Pull out every line of the entries below that contains the word "woman", matching case exactly.

### Material for the task
————

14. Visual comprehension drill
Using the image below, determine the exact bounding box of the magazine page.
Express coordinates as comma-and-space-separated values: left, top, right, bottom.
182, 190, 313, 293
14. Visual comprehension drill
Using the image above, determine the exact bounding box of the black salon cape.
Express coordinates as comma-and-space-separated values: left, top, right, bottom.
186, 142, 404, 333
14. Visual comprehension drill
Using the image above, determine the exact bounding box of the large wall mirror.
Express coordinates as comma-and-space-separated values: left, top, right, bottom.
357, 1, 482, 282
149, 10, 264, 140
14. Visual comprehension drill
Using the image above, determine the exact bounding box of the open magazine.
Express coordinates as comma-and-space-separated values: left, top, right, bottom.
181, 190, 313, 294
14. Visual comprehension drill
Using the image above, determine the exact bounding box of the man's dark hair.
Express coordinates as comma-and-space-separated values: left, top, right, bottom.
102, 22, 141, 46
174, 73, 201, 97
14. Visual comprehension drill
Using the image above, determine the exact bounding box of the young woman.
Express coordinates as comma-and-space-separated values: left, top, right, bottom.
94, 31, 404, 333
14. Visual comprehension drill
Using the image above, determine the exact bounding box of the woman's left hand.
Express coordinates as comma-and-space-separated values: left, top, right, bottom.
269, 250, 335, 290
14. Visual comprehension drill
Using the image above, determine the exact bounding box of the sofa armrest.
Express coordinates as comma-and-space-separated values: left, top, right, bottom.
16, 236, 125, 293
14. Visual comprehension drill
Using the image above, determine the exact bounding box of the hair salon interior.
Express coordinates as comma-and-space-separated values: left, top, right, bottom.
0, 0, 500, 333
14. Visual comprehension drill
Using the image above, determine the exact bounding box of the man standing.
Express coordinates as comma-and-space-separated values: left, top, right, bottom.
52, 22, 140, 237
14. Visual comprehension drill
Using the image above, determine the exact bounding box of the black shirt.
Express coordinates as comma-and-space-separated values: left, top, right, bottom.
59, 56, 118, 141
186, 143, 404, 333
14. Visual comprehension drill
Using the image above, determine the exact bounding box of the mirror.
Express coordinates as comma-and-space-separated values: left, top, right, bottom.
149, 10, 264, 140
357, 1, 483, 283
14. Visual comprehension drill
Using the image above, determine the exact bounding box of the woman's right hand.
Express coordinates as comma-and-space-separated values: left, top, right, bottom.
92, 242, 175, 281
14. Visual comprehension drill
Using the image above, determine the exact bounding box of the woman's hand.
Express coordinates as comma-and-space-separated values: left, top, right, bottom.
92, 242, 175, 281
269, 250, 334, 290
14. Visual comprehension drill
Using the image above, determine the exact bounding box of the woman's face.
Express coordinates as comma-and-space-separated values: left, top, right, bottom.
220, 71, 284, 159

————

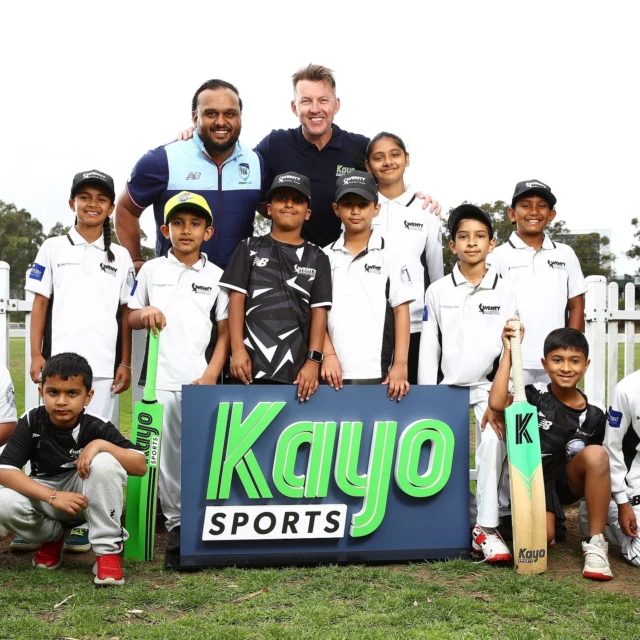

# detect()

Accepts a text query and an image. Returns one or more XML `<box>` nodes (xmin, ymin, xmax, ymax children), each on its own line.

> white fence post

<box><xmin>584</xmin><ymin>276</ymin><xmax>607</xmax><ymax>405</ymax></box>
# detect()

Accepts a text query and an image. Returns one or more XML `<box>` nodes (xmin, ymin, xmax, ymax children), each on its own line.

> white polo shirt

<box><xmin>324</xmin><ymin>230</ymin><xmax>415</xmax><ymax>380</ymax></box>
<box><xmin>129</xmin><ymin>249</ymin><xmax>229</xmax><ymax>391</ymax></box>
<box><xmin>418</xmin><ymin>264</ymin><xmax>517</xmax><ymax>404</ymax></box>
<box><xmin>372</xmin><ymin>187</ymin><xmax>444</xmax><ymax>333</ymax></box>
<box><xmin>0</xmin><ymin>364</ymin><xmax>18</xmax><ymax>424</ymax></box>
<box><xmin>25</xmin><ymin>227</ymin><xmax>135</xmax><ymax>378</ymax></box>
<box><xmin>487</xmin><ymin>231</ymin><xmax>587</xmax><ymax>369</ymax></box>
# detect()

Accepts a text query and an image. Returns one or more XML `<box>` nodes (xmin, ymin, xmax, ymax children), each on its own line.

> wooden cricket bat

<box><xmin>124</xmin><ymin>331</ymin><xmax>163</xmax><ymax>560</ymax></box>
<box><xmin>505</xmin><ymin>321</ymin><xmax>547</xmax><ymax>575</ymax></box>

————

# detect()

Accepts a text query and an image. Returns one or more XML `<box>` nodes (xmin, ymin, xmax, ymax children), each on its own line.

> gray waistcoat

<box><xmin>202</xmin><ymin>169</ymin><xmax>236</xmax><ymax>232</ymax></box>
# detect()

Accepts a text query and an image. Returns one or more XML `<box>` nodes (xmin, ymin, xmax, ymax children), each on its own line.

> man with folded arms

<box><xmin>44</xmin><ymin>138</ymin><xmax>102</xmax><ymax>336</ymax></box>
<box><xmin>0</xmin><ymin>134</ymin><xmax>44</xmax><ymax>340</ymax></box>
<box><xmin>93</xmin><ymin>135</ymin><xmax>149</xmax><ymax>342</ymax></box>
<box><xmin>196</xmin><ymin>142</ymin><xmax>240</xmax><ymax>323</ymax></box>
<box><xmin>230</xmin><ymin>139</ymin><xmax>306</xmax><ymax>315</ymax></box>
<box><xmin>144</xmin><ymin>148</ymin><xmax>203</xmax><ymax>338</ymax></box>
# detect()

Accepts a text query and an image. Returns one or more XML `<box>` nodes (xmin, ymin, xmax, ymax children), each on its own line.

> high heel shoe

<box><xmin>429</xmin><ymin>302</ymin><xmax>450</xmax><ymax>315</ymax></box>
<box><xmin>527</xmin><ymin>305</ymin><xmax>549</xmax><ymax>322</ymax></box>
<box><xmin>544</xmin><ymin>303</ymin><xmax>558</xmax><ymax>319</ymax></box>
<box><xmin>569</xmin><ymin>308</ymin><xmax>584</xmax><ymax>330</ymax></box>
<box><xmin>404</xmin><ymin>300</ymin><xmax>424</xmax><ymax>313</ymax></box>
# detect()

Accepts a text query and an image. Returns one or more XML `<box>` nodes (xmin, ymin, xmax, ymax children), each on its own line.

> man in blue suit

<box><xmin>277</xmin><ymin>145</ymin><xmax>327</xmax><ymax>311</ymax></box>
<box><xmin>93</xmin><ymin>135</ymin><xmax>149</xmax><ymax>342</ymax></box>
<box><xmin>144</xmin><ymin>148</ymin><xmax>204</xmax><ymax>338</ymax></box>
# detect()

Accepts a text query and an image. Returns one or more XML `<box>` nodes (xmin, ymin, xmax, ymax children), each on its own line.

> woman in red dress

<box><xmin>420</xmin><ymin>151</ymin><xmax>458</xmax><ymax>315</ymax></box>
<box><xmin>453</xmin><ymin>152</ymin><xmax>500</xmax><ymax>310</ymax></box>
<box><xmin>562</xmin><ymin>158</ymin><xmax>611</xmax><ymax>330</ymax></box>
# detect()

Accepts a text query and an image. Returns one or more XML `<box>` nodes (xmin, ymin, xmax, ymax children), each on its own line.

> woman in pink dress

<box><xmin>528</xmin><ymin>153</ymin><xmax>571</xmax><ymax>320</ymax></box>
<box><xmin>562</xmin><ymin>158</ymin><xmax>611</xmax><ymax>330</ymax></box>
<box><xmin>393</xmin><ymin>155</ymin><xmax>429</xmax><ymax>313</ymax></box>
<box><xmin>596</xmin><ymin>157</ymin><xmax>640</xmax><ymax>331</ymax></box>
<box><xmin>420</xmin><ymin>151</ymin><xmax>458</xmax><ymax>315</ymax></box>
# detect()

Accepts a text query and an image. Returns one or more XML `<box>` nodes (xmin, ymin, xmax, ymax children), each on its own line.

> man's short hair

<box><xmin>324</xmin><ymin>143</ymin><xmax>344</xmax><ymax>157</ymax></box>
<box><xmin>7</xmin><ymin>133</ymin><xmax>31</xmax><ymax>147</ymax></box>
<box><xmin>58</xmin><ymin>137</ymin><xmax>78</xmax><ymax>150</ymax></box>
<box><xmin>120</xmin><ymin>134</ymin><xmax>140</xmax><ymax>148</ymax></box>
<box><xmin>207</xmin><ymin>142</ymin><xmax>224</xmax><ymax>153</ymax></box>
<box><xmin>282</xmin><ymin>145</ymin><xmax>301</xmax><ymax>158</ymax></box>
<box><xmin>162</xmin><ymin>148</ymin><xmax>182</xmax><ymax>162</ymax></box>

————

### Response for this exercise
Using the image above, determine the exact bounding box of the young woman.
Using the image above, determine the exact bounding box of the woman's left hand.
Using the image above, determine the exact bounding box of the woman's right hand.
Using the image above, determine the exact bounding box of the woman's hand.
Using the image above, determine the exact bounding box of the woman's face.
> woman in red dress
> woman in pink dress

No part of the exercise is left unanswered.